_Document text_
It was revealed that QAF experienced issues in its Johor production plant. This affected sales volume not only in Malaysia but also in Singapore. 

Otherwise, QAF would probably have done better in both countries. There were also some one off cost items due to problems at the said plant.





Philippines

The bakery business in the Philippines is doing well but incurred higher marketing and distribution costs. It was revealed that although costs are heightened, the bakery business achieved higher sales and increased market penetration in the country. 

Looking at the Income Statement, Other Operating Expenses saw the biggest increase of 23% and it was revealed that most of this big increase is due to higher marketing costs in the Philippines. This is also a market in which QAF is planning to expand its footprint.






China

The bakery business in China is still losing money but losing less money. Narrowing losses is good news but if it continues to bleed, it might be a good idea to shut it down. QAF will decide by end of the year if it should continue its business in China.

Australia

QAF's pork business in Australia saw a 20% reduction in selling price due to an over supply situation which led to downward pricing pressure. 

The demand for pork is still healthy but the over supply will take time to resolve. It is hard to say how long the situation might persist but I doubt that it is enduring. 

The situation is probably more cyclical than structural.






One quarter does not make a year. It is reasonable to wait and see if QAF is able to recover earnings in the coming quarters as it pursues growth.

To be realistic, however, any recovery could take some time to materialize as new production plants are built. Also, it is my guess that many of the increases in costs and expenses are going to be sticky.

Having said this, note that QAF is meeting the challenges from a position of strength as its balance sheet remains strong. 

Cash and cash equivalents also increased year on year from $97 million to almost $126 million. 





QAF has a good track record and I like to think that the managerial competence is more enduring than the challenges being faced.


Even with reduced earnings in 2Q 2017, QAF is capable of maintaining a 5c DPS but it is harder to say if a reduction will happen or not. With this in mind, while waiting for improvement in performance, I look forward to being paid.

If Mr. Market were to send QAF's share price tumbling, it would be an opportunity for me to accumulate a larger position in a competently run and financially sound company which is likely to do better again in future.





If there should be a decline in share price, I hope it is a big one of, say, 10% or 20% and not just another dip.

See announcement: HERE.

Related post:
Wondering about QAF Limited.

Wondering about QAF Limited (Updated).

Sunday, August 6, 2017

Pulled pork as Rivalea calls off IPO
The Australian, November 7, 2017
(See Comments section at the end of this blog.)


--------------------------------

7 October 2017

Reader:
Hi AK, thanks for the session (i.e. Evening with AK and friends). 

QAF has received shareholders approval to list it's primary production on the ASX.

_Task list_
- 1) State whether each statement below agrees with the QAF text, answering yes or no and quoting the deciding words: (a) The problems at the Johor plant affected sales volume in Singapore as well as in Malaysia. (b) Other Operating Expenses increased by 20%. (c) Cash and cash equivalents fell year on year.
- 2) Carry on the QAF text, beginning after its final sentence.

Examples of mask labeling
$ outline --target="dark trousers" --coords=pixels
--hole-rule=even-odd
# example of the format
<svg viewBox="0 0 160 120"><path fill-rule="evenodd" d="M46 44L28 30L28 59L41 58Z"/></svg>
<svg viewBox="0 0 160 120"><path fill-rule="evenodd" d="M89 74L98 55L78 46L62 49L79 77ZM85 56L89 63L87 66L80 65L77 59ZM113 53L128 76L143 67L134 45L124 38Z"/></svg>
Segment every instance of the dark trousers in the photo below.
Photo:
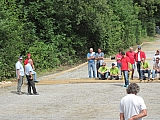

_Response list_
- 1)
(a) Yes: "This affected sales volume not only in Malaysia but also in Singapore."
(b) No: "Other Operating Expenses saw the biggest increase of 23%"
(c) No: "Cash and cash equivalents also increased year on year from $97 million to almost $126 million."

- 2)
Since management has not indicated that the proceeds from listing will likely not translate to special dividend for shareholders, hopefully they can put the money to good use to expand their operations in the Philippines. 

Wonder when the share price will be appreciated by investors and truly appreciate upwards.




AK:
I dunno if the share price will move up or not. One off gains are one off. So, don't place too much emphasis on that. 

Although QAF has a good track record, we could see lower share price if the pork oversupply situation in Australia is prolonged and lasts for several quarters. Earnings will continue to suffer then.

Off the top of my head, in such a situation, we could see $1.00 - $1.10 a share then. 

As QAF should be able to maintain its dividend, I am staying invested and getting paid while waiting.



-------------------------
Reader #1:

I wonder if any of your readers have written to you recently about the longer term aspects of QAF- both in dividend yield and share price?

Reader #2:
Hi AK, I know you are an investor in QAF Limited. Any reason why the share price is plunging? I know a long time director just stepped down last year. Do you think that has an effect?


Singapore's Longest Sandwich

AK:
Don't ask me about share price. Ask Mr. Market. There is no way I can tell how prices might move now or in the future (with certainty). Past prices, I can tell you easily.

Dividend yield? That partly depends on share prices. Refer to what I said above. ;)


There will always be challenges in business. I will say that QAF's track record is a good one and I can only hope that they continue to bring home the bacon (and bread). ;p




Of course, QAF is not just about Gardenia bread although that is what most of us know them for. QAF is also in the business of pork production in Australia (i.e. Rivalea) which is doing very well. 

It was only a few years ago that Rivalea's viability was still a big question mark and some readers might remember that I blogged about it too. 

Now, Rivalea stands shoulder to shoulder with Gardenia in importance to QAF.

Of course, with the strategic review to improve value for shareholders still underway, it is difficult to say what will happen in future but it is reasonable to assume that any action taken will probably result in value being created.

The "worst" thing that could happen from the review is for QAF to maintain the status quo. To an investor for income, this is probably not really a bad thing but to a speculator, it could be.


Know our motivations as investors and know our investments. Then, we will know if the investments are appropriate for us.

If they are appropriate investments for me, I will stay invested. The day they are no longer able to do what I think they should do for me is when I would probably let them go. Time will tell.


Que sera sera.






Slides presentation on Rivalea:
HERE (published in June 2017) 


Related post:
How much is QAF worth?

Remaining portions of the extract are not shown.